Reproduce verbatim the stretch of lines from the one containing "For each instance of the girl's face, place" through the one containing "For each instance of the stone step, place", including both of those lines. Omit the pictures from the response.

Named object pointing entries
···

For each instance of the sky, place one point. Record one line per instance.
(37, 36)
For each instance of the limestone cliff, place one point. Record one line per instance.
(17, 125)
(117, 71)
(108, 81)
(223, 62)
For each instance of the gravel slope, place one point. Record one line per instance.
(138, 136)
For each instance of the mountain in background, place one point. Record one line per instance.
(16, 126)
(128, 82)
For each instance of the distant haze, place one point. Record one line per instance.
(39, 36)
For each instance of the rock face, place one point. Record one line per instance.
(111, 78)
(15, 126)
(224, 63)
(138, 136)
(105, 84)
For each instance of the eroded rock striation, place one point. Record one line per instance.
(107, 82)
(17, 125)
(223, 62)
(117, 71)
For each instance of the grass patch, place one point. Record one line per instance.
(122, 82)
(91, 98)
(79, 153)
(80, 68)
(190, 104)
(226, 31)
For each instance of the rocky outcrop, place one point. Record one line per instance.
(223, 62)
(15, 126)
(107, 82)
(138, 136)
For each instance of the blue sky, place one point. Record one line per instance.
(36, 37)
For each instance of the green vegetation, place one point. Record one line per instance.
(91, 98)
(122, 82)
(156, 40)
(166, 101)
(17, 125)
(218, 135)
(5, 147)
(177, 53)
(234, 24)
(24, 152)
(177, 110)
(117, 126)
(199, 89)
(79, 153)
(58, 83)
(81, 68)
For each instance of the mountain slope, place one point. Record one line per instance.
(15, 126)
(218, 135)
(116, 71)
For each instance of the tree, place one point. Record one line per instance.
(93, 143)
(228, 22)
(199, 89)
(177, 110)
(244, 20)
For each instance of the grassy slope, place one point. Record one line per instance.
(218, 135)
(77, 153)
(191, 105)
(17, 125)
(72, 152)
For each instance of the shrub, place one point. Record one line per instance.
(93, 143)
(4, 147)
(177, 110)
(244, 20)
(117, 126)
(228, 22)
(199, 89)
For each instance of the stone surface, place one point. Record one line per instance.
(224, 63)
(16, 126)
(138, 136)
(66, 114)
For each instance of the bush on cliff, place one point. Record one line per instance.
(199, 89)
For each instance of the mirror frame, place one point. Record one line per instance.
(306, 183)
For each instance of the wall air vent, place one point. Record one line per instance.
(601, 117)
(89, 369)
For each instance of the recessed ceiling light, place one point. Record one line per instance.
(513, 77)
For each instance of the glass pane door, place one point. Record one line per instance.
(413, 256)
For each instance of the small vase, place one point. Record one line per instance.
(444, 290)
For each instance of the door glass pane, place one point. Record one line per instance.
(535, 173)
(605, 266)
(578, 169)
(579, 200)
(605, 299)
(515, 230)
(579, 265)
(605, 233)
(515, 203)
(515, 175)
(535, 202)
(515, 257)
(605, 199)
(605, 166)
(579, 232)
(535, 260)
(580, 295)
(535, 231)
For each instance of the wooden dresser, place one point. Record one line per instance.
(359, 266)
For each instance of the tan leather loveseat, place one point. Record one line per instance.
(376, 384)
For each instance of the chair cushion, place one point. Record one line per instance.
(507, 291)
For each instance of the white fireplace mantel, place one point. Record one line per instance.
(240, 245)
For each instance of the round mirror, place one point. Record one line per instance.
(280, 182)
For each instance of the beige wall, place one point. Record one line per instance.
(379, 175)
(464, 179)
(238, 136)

···

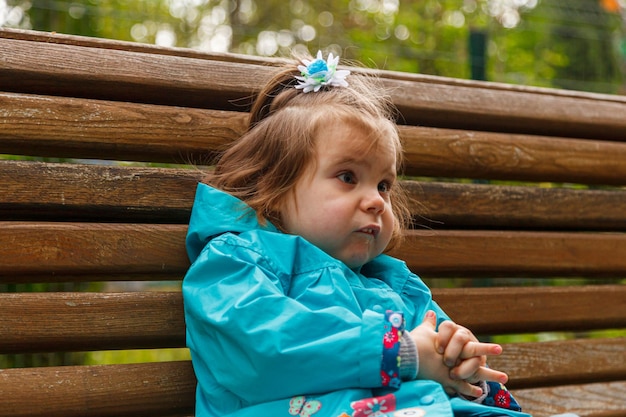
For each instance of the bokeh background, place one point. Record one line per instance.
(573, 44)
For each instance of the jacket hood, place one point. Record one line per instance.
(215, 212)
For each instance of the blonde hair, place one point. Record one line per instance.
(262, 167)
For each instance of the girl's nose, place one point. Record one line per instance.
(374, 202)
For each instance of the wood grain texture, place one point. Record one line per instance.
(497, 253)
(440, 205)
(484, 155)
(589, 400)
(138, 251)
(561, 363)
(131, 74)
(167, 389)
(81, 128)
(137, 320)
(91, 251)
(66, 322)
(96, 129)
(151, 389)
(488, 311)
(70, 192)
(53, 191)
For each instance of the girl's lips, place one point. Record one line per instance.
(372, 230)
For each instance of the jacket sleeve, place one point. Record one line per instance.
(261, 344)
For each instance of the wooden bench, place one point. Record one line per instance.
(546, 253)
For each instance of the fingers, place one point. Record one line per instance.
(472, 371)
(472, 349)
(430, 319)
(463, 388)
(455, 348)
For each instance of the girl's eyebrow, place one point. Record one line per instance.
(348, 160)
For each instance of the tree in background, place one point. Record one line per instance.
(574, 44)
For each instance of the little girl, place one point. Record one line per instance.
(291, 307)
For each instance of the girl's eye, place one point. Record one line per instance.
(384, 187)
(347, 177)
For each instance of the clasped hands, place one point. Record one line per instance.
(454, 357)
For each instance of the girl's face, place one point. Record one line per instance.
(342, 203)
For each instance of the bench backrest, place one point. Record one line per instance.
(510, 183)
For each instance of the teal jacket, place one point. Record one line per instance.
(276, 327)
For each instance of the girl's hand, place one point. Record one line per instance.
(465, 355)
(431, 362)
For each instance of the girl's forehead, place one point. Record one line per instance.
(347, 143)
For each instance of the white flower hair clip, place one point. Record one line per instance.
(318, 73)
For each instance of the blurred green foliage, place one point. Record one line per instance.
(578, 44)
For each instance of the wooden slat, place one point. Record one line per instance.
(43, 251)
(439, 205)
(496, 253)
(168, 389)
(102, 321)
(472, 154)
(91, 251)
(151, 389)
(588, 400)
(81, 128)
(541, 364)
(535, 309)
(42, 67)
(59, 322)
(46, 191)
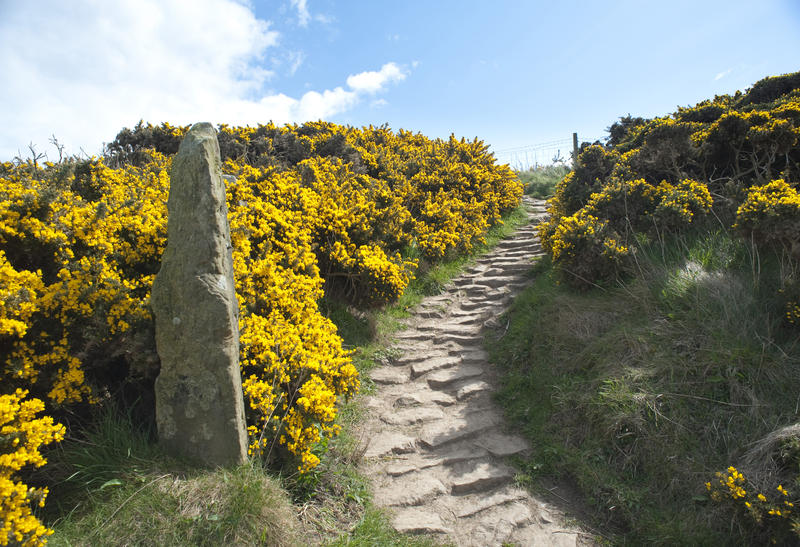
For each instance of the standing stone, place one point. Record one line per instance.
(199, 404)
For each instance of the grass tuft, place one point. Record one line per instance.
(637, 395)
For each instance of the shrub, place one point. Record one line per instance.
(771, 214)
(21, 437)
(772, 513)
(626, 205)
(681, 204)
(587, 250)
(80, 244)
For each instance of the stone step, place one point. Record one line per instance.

···

### SOLUTION TO THIS TASK
For each instance of the girl's face, place one point. Record one line per instance.
(342, 203)
For each instance of the bench backrest, place one point. Record one line per instance.
(510, 183)
For each instance of the teal jacket, place one point. Record one line per instance.
(276, 327)
For each instance of the girl's hand, place one point. Record one line per instance.
(465, 355)
(431, 362)
For each instance of the girl's forehead, place one point. Record one line per instance.
(347, 143)
For each instance of the white flower hair clip, place one point. Record one line per instance.
(318, 73)
For each instance of the blurred green foliage, place one point. Record one line per instance.
(578, 44)
For each instance of the wooden slat, place one point. Record one line per instance.
(43, 251)
(439, 205)
(496, 253)
(168, 389)
(102, 321)
(472, 154)
(91, 251)
(151, 389)
(588, 400)
(81, 128)
(541, 364)
(535, 309)
(42, 67)
(59, 322)
(46, 191)
For each instance of the standing stone, place one point. Record one line per instance.
(199, 404)
For each instance of the grass tuft, place one point. Record one line per instance.
(637, 395)
For each instance of the shrub, place one point. Record one line per instance.
(771, 214)
(21, 437)
(772, 513)
(626, 205)
(681, 204)
(587, 250)
(80, 244)
For each instance of the stone step, place one point. Record one line per instance.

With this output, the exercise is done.